▶ **TESTO CITATO**:
---+---
La Condotta Slow Food Valle dell’Adige Alto Garda ha segnalato in queste settimane due prodotti molto diversi e interessanti: la ricetta delle molche del Garda e il vitigno Casetta.





L’attività di ricerca necessaria a segnalare questi prodotti nel catalogo online dell’Arca del Gusto è stata finanziata dal Ministero del Lavoro e delle Politiche Sociali, Direzione Generale del Terzo Settore e della Responsabilità Sociale delle Imprese – avviso n° 1/2018 “Slow Food in azione: le comunità protagoniste del cambiamento”, ai sensi dell’articolo 72 del codice del Terzo Settore, di cui al decreto legislativo n 117/2017.


Le molche del Garda


Con il termine molche nel dialetto trentino si indica il residuo solido, composto dalla buccia e dalla polpa delle olive, che si ottiene dalla spremitura durante la produzione dell’olio extravergine.



Testimonianza della necessità del mondo contadino di non buttare via nulla e ricavare il massimo da ogni risorsa, le molche erano tradizionalmente prodotte con gli scarti del frantoio. Il risultato era un prodotto dal sapore molto amaro, astringente, che doveva essere precotto in olio prima di essere congelato per la conservazione. A causa del loro sapore deciso, le molche erano utilizzate quasi esclusivamente per la panificazione, e dunque consumate solo una volta impastate con acqua e farina, con l’aggiunta di zucchero, uvetta e altri ingredienti per addolcirne il sapore: Il pane di molche, o pam de molche, è ancora oggi uno dei prodotti tradizionali più noti nella zona dell’Alto Garda Trentino, tanto che il poeta Giacomo Floriani lo ricorda in una sua poesia “’Na pèstola de ‘n levro” “…Ma té déva, ’n toc de pam de molche,…”.


Oggi le molche tradizionali sono considerate scarto di produzione, quel sottoprodotto del processo di estrazione dell’olio d’oliva conosciuto come sansa.


Questa pasta grezza di olive continua ad essere prodotta partendo dal frutto intero. Le olive sono raccolte a mano a piena maturazione, quando il frutto è violaceo e più dolce. Dopo la raccolta, sono immerse in una salamoia blanda per 8/16 settimane al fine di ridurre ulteriormente le note di amaro ed esaltare il gusto del frutto. Questa tecnica permette di deamarizzare le olive evitando al contempo, grazie alla presenza del sale, l’ossidazione o l’irrancidimento del composto. Le olive sono infine denocciolate, ridotte in pasta, e trasferite in vasetti di vetro con l’aggiunta di olio extravergine in quantità variabile, tra il 15 e il 25%.
---+---
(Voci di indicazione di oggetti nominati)
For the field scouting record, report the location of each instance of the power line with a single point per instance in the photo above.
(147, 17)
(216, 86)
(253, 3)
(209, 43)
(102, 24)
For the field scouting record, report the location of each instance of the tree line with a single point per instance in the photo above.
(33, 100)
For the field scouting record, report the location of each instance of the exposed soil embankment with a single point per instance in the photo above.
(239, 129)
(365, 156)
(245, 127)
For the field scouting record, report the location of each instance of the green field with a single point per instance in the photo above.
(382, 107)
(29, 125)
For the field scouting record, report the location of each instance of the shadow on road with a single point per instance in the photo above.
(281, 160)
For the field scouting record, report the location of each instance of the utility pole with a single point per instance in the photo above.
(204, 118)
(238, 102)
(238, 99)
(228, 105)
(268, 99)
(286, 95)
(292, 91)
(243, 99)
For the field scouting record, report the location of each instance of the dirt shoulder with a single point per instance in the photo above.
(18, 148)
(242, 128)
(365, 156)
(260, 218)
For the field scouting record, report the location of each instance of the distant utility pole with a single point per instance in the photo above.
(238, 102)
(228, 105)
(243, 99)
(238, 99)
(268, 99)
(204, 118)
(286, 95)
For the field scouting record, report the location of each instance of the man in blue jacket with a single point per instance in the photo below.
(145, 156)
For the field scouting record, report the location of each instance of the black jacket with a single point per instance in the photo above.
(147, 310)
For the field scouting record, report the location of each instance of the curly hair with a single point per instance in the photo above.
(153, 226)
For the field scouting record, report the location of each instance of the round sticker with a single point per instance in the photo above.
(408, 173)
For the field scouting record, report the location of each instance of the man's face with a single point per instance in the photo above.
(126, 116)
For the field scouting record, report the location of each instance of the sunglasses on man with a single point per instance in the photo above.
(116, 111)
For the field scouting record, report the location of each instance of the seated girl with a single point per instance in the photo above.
---+---
▶ **COMPITO A**:
Nel testo sulle molche del Garda, per quanto tempo restano le olive nella salamoia blanda dopo la raccolta?
▶ **COMPITO B**:
Trascrivi dal testo sulle molche del Garda il passo che va da "La Condotta Slow" a "legislativo n 117/2017.".

▶ **SOLUZIONE A**:
Per 8/16 settimane.

▶ **SOLUZIONE B**:
La Condotta Slow Food Valle dell’Adige Alto Garda ha segnalato in queste settimane due prodotti molto diversi e interessanti: la ricetta delle molche del Garda e il vitigno Casetta.





L’attività di ricerca necessaria a segnalare questi prodotti nel catalogo online dell’Arca del Gusto è stata finanziata dal Ministero del Lavoro e delle Politiche Sociali, Direzione Generale del Terzo Settore e della Responsabilità Sociale delle Imprese – avviso n° 1/2018 “Slow Food in azione: le comunità protagoniste del cambiamento”, ai sensi dell’articolo 72 del codice del Terzo Settore, di cui al decreto legislativo n 117/2017.